DATA ROWS:
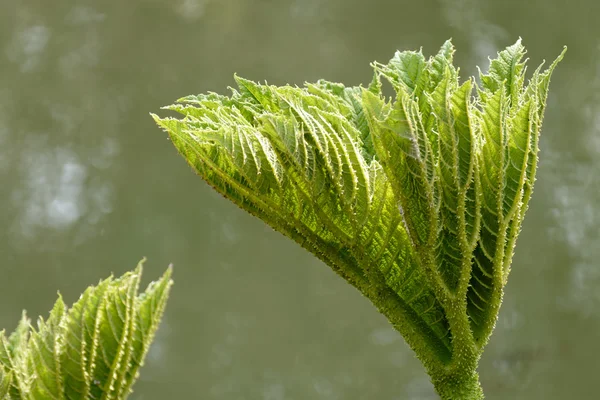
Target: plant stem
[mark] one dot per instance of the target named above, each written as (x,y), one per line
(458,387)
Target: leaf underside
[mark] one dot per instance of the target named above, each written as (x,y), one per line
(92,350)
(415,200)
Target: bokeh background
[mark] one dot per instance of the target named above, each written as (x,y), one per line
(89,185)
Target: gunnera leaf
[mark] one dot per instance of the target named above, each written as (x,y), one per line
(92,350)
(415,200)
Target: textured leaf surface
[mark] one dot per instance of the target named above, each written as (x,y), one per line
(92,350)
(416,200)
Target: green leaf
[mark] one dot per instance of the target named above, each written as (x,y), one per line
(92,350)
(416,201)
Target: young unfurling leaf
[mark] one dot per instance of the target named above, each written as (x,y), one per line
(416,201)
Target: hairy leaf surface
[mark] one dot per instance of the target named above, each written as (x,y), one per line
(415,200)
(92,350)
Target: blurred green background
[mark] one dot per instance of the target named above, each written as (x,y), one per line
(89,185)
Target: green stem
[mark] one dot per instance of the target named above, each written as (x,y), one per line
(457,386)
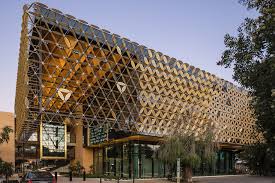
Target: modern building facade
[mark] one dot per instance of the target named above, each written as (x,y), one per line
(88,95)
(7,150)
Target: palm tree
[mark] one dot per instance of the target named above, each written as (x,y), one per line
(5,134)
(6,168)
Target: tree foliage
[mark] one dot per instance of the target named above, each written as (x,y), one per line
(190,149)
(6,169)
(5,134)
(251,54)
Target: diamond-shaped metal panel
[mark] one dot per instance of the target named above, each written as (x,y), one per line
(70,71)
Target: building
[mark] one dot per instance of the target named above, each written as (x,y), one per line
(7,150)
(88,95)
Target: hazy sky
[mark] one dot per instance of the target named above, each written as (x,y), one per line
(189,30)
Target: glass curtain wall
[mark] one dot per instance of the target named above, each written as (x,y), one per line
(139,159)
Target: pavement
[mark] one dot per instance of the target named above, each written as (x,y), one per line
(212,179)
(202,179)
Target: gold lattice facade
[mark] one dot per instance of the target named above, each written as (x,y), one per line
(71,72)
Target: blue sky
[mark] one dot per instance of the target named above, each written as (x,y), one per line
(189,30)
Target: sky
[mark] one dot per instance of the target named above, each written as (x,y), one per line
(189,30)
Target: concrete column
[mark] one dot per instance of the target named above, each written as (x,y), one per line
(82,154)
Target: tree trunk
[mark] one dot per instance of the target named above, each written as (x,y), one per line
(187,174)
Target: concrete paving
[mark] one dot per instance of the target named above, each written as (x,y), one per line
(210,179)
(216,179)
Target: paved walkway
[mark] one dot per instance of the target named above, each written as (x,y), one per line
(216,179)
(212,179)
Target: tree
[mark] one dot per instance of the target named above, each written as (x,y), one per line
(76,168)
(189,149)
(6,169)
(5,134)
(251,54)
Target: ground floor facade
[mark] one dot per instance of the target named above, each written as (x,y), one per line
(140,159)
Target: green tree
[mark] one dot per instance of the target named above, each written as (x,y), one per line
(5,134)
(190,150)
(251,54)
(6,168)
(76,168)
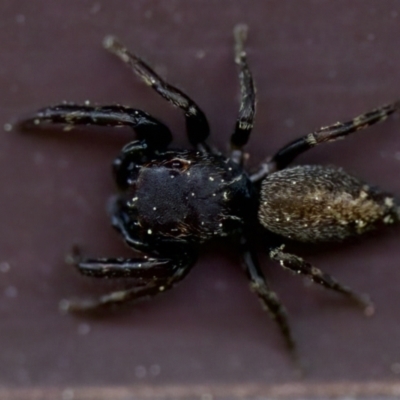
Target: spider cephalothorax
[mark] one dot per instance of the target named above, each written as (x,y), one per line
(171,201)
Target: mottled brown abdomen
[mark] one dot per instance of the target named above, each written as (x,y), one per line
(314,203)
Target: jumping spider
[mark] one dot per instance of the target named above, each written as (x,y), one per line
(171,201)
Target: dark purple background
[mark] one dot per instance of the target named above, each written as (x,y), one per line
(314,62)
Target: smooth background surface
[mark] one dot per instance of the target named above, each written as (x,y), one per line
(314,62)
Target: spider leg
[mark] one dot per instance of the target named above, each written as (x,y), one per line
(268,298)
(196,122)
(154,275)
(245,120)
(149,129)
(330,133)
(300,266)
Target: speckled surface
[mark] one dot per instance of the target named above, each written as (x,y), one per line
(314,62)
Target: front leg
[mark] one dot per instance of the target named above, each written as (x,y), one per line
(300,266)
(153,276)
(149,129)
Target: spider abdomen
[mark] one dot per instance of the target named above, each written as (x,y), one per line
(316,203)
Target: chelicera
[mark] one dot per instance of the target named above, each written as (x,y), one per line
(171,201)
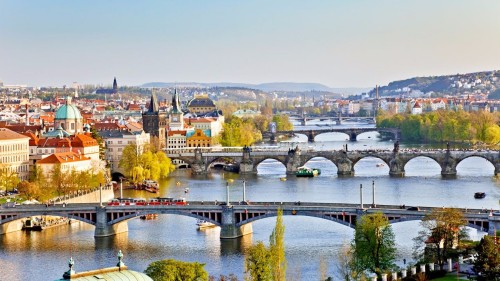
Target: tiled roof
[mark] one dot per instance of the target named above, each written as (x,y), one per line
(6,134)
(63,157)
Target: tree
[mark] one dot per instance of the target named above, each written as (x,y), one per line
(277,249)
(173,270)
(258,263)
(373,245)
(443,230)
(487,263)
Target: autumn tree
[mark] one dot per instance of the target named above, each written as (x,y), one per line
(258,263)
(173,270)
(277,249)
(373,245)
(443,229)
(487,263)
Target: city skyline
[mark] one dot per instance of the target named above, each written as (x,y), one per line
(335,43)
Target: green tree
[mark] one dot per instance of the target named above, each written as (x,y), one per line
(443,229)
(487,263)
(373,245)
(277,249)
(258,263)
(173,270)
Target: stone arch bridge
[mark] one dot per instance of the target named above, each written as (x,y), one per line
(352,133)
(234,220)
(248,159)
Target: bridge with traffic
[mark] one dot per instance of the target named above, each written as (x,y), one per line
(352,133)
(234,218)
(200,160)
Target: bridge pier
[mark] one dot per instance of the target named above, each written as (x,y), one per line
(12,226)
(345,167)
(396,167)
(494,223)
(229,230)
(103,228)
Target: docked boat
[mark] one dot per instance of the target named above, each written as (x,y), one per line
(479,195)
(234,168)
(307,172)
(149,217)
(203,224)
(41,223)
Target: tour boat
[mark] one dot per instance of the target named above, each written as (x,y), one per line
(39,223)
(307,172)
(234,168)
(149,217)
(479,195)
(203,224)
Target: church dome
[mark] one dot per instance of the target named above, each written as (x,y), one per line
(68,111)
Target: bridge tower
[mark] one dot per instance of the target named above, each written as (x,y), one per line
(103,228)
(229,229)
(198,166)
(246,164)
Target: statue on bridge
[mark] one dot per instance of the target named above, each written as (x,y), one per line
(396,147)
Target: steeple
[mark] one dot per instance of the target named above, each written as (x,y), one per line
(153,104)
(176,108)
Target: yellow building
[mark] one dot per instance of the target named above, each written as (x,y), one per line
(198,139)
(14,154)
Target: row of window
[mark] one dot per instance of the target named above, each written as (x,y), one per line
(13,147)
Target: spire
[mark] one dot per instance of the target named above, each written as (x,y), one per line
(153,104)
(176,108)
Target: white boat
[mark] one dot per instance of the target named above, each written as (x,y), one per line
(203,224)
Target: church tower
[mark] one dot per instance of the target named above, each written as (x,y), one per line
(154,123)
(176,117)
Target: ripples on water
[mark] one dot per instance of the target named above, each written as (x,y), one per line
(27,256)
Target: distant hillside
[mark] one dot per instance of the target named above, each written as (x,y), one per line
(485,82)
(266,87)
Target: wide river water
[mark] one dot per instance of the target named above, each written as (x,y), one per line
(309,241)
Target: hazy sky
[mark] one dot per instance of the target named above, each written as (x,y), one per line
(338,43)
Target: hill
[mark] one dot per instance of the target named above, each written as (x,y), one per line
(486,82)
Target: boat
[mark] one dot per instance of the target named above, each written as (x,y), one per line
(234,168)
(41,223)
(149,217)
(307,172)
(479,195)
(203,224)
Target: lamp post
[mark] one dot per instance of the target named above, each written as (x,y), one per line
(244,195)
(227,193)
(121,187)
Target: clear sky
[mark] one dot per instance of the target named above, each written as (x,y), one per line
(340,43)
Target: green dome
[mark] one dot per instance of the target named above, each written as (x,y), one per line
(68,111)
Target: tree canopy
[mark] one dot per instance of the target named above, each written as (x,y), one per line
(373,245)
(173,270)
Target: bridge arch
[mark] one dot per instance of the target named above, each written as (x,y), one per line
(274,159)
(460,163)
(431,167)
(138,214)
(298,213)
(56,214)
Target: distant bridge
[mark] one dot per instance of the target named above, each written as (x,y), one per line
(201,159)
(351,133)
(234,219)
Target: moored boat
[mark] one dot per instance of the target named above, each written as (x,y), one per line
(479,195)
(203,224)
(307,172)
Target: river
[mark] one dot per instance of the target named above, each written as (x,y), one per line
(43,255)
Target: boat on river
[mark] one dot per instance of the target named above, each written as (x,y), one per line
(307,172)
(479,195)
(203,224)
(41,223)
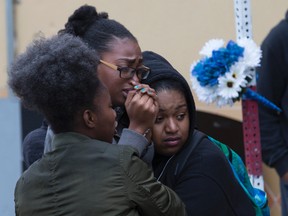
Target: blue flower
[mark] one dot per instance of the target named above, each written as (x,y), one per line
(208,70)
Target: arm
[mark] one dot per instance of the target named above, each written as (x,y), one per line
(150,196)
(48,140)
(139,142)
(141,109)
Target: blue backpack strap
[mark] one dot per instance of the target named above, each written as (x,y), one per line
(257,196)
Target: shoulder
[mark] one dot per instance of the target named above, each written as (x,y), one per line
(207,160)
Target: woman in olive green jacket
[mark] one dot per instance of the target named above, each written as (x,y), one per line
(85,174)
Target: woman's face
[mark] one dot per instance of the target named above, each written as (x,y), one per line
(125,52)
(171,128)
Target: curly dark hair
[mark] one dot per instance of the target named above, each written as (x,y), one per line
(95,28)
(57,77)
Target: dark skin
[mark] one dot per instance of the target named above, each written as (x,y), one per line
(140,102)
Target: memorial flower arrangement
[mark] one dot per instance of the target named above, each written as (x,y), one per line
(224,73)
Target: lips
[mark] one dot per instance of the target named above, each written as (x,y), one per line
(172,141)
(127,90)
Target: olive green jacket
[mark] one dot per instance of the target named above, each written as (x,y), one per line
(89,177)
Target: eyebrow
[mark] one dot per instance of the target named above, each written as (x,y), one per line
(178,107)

WHAT IS NEEDED:
Give back, word for word, the lines from the line that contains "Target: moored boat" through the last line of the records, with no pictures and nothing else.

REPLY TO THE EXERCISE:
Target: moored boat
[mark] one dot per instance of the target named above, each written as (x,y), one per line
(479,195)
(203,224)
(307,172)
Target: river
[mark] one dot per instance of the target named above, each written as (x,y), one per line
(43,255)
Target: boat on river
[mark] one dot per instance of the target named above, each written as (x,y), one per line
(307,172)
(479,195)
(203,224)
(41,223)
Target: blue flower
[mark] one dot per instance of the target named above, each written as (x,y), one per line
(208,70)
Target: arm
[mark] one dot per instance of the target named above, each written as (x,y), one per line
(150,196)
(48,140)
(139,142)
(141,109)
Target: blue backpack strap
[mark] one dot per instance of the target named above, each written as (x,y), one per line
(257,196)
Target: shoulder
[mark] one dot per instance of the target named above, each written as (x,y), one per line
(207,160)
Target: woman in olive green jacket
[mark] one dot per instance of the target named above, each written as (x,y), one per line
(85,174)
Target: woman's face
[mark] one dot per instance of the target named above, each written as (x,y), one per line
(125,52)
(171,128)
Target: curly dark hair
[mark] one dot per instance of the target named above, each written as (x,y), one per line
(95,28)
(57,77)
Target: dark skin
[mark] one dot per instance of the target named above, each written as (x,y), one per line
(140,102)
Target: memorial flower arrangement
[mark] one dot per instance of the target named above, each written as (x,y), one per line
(224,73)
Target: lips
[mark] one dot per instance of the target named above, each written as (x,y), one per line
(172,141)
(127,90)
Target: olive green jacket
[mark] one dot per instance of the target named above, each written as (x,y), one per line
(89,177)
Target: eyebrow
[mark] one dot per instance of the target named above, each written as (x,y), one per line
(178,107)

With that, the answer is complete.